Content starts
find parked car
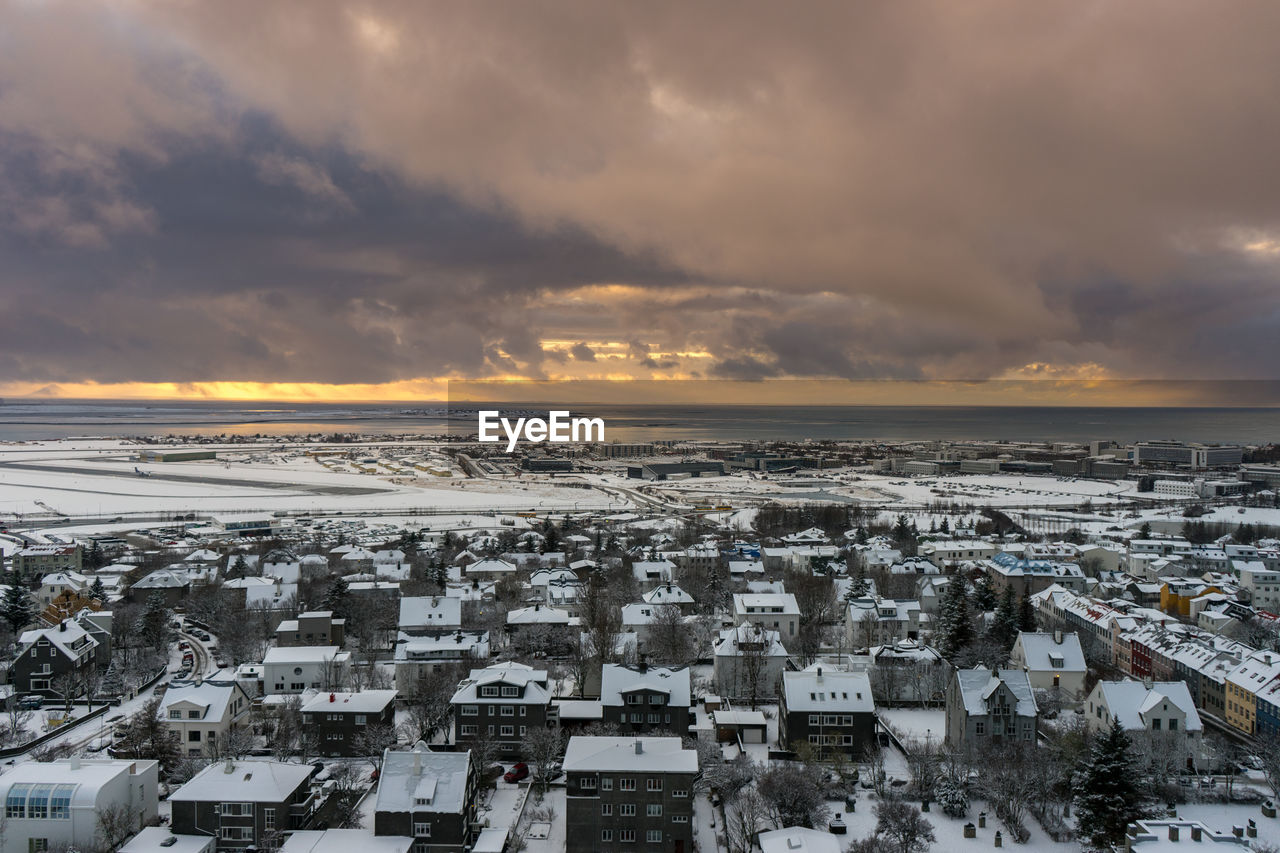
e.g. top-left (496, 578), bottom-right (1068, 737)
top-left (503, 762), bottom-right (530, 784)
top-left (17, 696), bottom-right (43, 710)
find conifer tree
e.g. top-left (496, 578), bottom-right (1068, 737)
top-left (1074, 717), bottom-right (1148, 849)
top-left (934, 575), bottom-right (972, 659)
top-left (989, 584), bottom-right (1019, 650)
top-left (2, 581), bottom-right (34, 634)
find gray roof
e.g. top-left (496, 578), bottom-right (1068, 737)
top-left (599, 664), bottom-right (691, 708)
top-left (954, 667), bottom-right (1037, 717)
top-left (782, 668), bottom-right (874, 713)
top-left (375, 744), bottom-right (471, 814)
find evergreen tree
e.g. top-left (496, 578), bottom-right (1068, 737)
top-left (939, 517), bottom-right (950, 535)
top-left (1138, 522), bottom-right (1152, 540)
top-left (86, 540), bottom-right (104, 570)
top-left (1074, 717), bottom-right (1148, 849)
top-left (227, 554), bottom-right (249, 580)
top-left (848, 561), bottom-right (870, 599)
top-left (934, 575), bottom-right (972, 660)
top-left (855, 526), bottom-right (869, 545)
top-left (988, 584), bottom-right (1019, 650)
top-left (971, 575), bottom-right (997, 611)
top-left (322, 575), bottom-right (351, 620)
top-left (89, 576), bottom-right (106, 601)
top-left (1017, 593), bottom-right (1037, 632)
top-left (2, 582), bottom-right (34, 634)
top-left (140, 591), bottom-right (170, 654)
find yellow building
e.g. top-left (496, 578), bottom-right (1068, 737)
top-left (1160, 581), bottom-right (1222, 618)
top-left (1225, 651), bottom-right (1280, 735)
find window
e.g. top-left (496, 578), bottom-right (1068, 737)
Content ends
__PROBLEM REQUIREMENTS__.
Lines from the entries that contain the string "find" must be found and copied.

__ANSWER SECTION__.
find parked car
find conifer tree
find gray roof
find evergreen tree
find yellow building
find window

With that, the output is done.